EXTRAIT ÉTUDIÉ.
• • • • •
Elle prétend ainsi que l’enfant remplit l’ensemble des conditions de l’article 21-12 du code civil.
Par ses conclusions notifiées par voie électronique le 13 octobre 2022, le Procureur de la République demande au tribunal de :
- constater que le récépissé prévu par l’article 1043 du code de procédure civile a été délivré,
- débouter [S] [Y] de ses demandes et constater l’extranéité de [V] [Y] née le 28 novembre 2011 à [Localité 3] (Algérie),
- ordonner la mention prévue par les articles 28 du code civil, 1059 du code de procédure civile et le décret n° 65-422 du 1er juin 1965 portant création d’un service central au ministère des affaires étrangères.
A l’appui de ses prétentions, le Procureur de la République soulève le fait que la demande de [S] [Y] relative à un certificat de nationalité française est sans objet dès lors qu’il ressort de ses écritures qu’elle sollicite l’infirmation de la décision de refus d’enregistrement de la déclaration.
Il relève qu’il est justifié à la présente instance de l’état civil de [V] [Y] par la copie d’un acte de naissance algérien n° 17355 dressé sur déclaration de [K] [U] par [H] [R] [N], officier d’état civil à la commune d’[Localité 3]. Il fait observer que seuls les prénom et nom du déclarant sont mentionnés, ce qui ne permet pas d’établir qu’il avait bien la qualité pour faire cette déclaration, la loi algérienne relative à l’état civil prévoyant qu’à défaut de l’être par parents, la naissance est déclarée par les docteurs en médecine, sage-femmes ou autres personnes ayant assisté à l’accouchement, et lorsque la mère aura accouché hors de son domicile, par la personne chez qui elle accouche. Il conclut que l’acte n’a pas été dressé conformément à la loi, ce qui le prive de force probante au sens de l’article 47 du code civil.
Il fait également valoir que la nouvelle copie d’acte de naissance produite mentionne « [K] [U], fonctionnaire » comme déclarant de la naissance. Il constate, cependant, qu’il ne ressort pas de cette copie, indiquant la profession de fonctionnaire sans aucune autre précision, que cette personne avait la qualité pour déclarer la naissance au sens de la loi algérienne. Il en déduit que l’acte n’est pas probant au sens de l’article 47 du code civil.
Par contre, il constate que [S] [Y] produit des pièces justificatives du recueil effectif de l’enfant [V] [Y] depuis au moins trois ans au jour de la souscription de la déclaration.
Il relève en revanche que [S] [Y] ne produit pas de nouvelle copie de l’acte de naissance de l’intéressée en dépit de ses observations.
Il soutient également qu’aucune copie versée aux débats n’indique la date à laquelle l’acte de naissance a été dressé alors que l’article 30 de l’ordonnance algérienne n°70-20 du 19 février 1970 relative à l’état civil prévoit que les actes d’état civil algériens énoncent l’année, le jour et l’heure où ils sont reçus.
• • • • •
EXERCICES PROPOSÉS.
(a) D'après l'extrait, pourquoi le Procureur de la République juge-t-il que l'acte de naissance algérien n° 17355 n'a pas de force probante ? Répondez en une à trois phrases.
(b) Relevez, avec le texte auquel chacun appartient, tous les articles cités dans l'extrait, sans répéter ceux qui reviennent plusieurs fois.
(c) Reproduisez le passage de l'extrait qui va de « Il fait également » à « de ses observations. ».
Les données n'ont ici aucun rôle.

DONNÉES ENREGISTRÉES.
• • • • •
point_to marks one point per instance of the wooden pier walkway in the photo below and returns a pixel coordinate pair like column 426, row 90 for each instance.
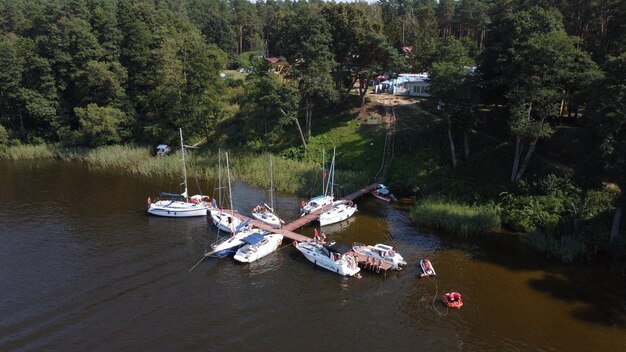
• • • • •
CORRIGÉS PAR EXERCICE.
(a) Seuls les prénom et nom du déclarant y figurent, ce qui ne permet pas d'établir que celui-ci avait qualité pour déclarer la naissance. Or la loi algérienne prévoit qu'à défaut des parents, la naissance est déclarée par les docteurs en médecine, sage-femmes ou autres personnes ayant assisté à l'accouchement, ou par la personne chez qui la mère accouche hors de son domicile. L'acte n'a donc pas été dressé conformément à la loi, ce qui le prive de force probante au sens de l'article 47 du code civil.

(b)
- article 21-12 du code civil
- article 1043 du code de procédure civile
- article 28 du code civil
- article 1059 du code de procédure civile
- article 47 du code civil
- article 30 de l'ordonnance algérienne n° 70-20 du 19 février 1970 relative à l'état civil

(c)
Il fait également valoir que la nouvelle copie d’acte de naissance produite mentionne « [K] [U], fonctionnaire » comme déclarant de la naissance. Il constate, cependant, qu’il ne ressort pas de cette copie, indiquant la profession de fonctionnaire sans aucune autre précision, que cette personne avait la qualité pour déclarer la naissance au sens de la loi algérienne. Il en déduit que l’acte n’est pas probant au sens de l’article 47 du code civil.
Par contre, il constate que [S] [Y] produit des pièces justificatives du recueil effectif de l’enfant [V] [Y] depuis au moins trois ans au jour de la souscription de la déclaration.
Il relève en revanche que [S] [Y] ne produit pas de nouvelle copie de l’acte de naissance de l’intéressée en dépit de ses observations.